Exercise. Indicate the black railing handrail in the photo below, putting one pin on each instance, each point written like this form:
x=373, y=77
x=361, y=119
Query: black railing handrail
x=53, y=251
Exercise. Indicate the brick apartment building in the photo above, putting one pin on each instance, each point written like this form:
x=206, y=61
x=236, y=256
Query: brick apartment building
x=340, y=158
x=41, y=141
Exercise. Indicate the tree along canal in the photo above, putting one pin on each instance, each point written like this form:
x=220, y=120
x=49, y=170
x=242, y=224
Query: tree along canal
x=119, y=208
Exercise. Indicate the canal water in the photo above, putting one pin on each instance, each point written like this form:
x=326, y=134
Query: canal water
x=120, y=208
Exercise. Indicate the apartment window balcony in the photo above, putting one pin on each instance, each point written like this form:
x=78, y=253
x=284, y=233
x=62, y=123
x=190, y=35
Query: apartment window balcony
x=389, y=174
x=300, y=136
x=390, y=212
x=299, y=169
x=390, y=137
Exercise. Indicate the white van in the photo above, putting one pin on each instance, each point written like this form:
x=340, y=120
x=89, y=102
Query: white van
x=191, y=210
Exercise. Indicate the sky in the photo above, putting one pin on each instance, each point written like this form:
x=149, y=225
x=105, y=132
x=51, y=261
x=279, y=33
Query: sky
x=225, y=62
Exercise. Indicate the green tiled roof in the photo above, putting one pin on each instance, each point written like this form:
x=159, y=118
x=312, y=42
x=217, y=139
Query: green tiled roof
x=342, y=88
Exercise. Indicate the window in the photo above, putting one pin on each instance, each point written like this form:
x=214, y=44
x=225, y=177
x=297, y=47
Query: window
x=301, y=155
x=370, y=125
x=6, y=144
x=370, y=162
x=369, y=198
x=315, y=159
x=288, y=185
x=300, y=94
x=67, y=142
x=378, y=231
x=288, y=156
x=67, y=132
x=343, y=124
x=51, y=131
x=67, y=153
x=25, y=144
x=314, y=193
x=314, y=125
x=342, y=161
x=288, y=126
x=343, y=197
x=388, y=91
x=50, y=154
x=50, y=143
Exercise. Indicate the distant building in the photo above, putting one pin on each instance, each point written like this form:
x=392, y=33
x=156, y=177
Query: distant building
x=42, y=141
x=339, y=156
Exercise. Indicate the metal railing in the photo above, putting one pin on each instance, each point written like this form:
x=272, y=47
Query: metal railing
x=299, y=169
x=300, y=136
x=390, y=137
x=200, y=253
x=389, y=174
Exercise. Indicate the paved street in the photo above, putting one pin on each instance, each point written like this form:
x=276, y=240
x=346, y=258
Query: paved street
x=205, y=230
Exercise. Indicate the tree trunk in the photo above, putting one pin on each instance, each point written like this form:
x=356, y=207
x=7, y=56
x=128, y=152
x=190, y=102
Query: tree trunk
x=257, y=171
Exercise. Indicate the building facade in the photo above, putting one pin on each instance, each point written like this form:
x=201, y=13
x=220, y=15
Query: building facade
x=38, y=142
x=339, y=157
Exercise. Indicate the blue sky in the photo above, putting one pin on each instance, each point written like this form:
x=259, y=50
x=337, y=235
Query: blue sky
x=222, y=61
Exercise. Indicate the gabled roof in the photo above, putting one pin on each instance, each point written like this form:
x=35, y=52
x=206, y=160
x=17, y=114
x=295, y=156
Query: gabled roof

**What you will do**
Arrange every line of the rows above as a Markdown table with two columns, Number and Line, numbering the lines in order and leaving out blank lines.

**Response to this task**
| Number | Line |
|---|---|
| 1 | Exercise. Indicate the black railing handrail in the photo below, putting one pin on each instance, each point written like this form: |
| 2 | x=373, y=77 |
| 3 | x=361, y=119 |
| 4 | Query: black railing handrail |
| 5 | x=53, y=251 |
| 6 | Exercise. Indicate the brick apartment building in the photo above, putting one pin on each instance, each point written like this form: |
| 7 | x=206, y=61 |
| 8 | x=236, y=256 |
| 9 | Query: brick apartment building |
| 10 | x=340, y=158 |
| 11 | x=41, y=141 |
| 12 | Exercise. Indicate the tree along canal in the photo above, putting one pin on each instance, each point written like this form: |
| 13 | x=220, y=120 |
| 14 | x=49, y=170 |
| 15 | x=242, y=224 |
| 16 | Query: tree along canal |
| 17 | x=119, y=208 |
| 18 | Exercise. Indicate the canal water in the photo above, putting one pin on each instance, each point written like this form: |
| 19 | x=326, y=134 |
| 20 | Query: canal water |
| 21 | x=120, y=208 |
| 22 | Exercise. Indicate the apartment window balcony in the photo above, putting one pin on each instance, each point written like this form: |
| 23 | x=78, y=253 |
| 24 | x=284, y=233 |
| 25 | x=62, y=123 |
| 26 | x=190, y=35 |
| 27 | Query: apartment window balcony |
| 28 | x=389, y=174 |
| 29 | x=300, y=136 |
| 30 | x=390, y=212 |
| 31 | x=299, y=169 |
| 32 | x=390, y=137 |
| 33 | Exercise. Indicate the white van in the photo above, putting one pin on each instance, each point written like this form: |
| 34 | x=340, y=120 |
| 35 | x=89, y=102 |
| 36 | Query: white van |
| 37 | x=191, y=210 |
| 38 | Exercise. Indicate the sky in the photo above, putting one pin on each instance, each point written like this form: |
| 39 | x=149, y=225 |
| 40 | x=105, y=132 |
| 41 | x=51, y=261 |
| 42 | x=279, y=33 |
| 43 | Query: sky |
| 44 | x=225, y=62 |
| 45 | Exercise. Indicate the green tiled roof in the photo above, putting one pin on each instance, each point written like this form: |
| 46 | x=159, y=118 |
| 47 | x=312, y=42 |
| 48 | x=217, y=139 |
| 49 | Query: green tiled roof |
| 50 | x=342, y=88 |
| 51 | Exercise. Indicate the window in the photo above, putting one pin on each instance, each point written like this form: |
| 52 | x=214, y=44 |
| 53 | x=225, y=177 |
| 54 | x=297, y=47 |
| 55 | Query: window |
| 56 | x=301, y=155 |
| 57 | x=370, y=125 |
| 58 | x=6, y=144 |
| 59 | x=370, y=162 |
| 60 | x=369, y=198 |
| 61 | x=315, y=159 |
| 62 | x=288, y=185 |
| 63 | x=300, y=94 |
| 64 | x=67, y=142 |
| 65 | x=378, y=231 |
| 66 | x=288, y=156 |
| 67 | x=67, y=132 |
| 68 | x=343, y=124 |
| 69 | x=51, y=131 |
| 70 | x=67, y=153 |
| 71 | x=25, y=144 |
| 72 | x=314, y=193 |
| 73 | x=314, y=125 |
| 74 | x=342, y=161 |
| 75 | x=288, y=126 |
| 76 | x=343, y=197 |
| 77 | x=388, y=91 |
| 78 | x=50, y=154 |
| 79 | x=50, y=143 |
| 80 | Exercise. Indicate the distant building in the photo above, putting one pin on each instance, each point written like this form: |
| 81 | x=392, y=33 |
| 82 | x=156, y=177 |
| 83 | Query: distant building |
| 84 | x=42, y=141 |
| 85 | x=339, y=156 |
| 86 | Exercise. Indicate the metal railing in the photo above, putting one pin on each instance, each point written like this form: |
| 87 | x=272, y=47 |
| 88 | Query: metal railing |
| 89 | x=299, y=169 |
| 90 | x=300, y=136 |
| 91 | x=390, y=137 |
| 92 | x=200, y=253 |
| 93 | x=389, y=174 |
| 94 | Exercise. Indicate the paved street in the photo above, putting one pin on each instance, each point written like this form: |
| 95 | x=276, y=240 |
| 96 | x=346, y=258 |
| 97 | Query: paved street |
| 98 | x=205, y=230 |
| 99 | Exercise. Indicate the tree trunk in the photo above, putting one pin on each instance, each point written like this form: |
| 100 | x=356, y=207 |
| 101 | x=7, y=56 |
| 102 | x=128, y=152 |
| 103 | x=190, y=102 |
| 104 | Query: tree trunk |
| 105 | x=257, y=171 |
| 106 | Exercise. Indicate the building facade in the photo above, putting one pin on each instance, each point written like this form: |
| 107 | x=201, y=13 |
| 108 | x=220, y=15 |
| 109 | Query: building facade |
| 110 | x=38, y=142 |
| 111 | x=339, y=157 |
| 112 | Exercise. Indicate the blue sky in the photo above, putting one pin on each instance, each point written like this form: |
| 113 | x=259, y=50 |
| 114 | x=337, y=235 |
| 115 | Query: blue sky |
| 116 | x=222, y=61 |
| 117 | Exercise. Indicate the gabled roof in the photo above, putting one pin on each instance, each point written like this form: |
| 118 | x=35, y=52 |
| 119 | x=206, y=160 |
| 120 | x=17, y=114 |
| 121 | x=295, y=156 |
| 122 | Query: gabled roof |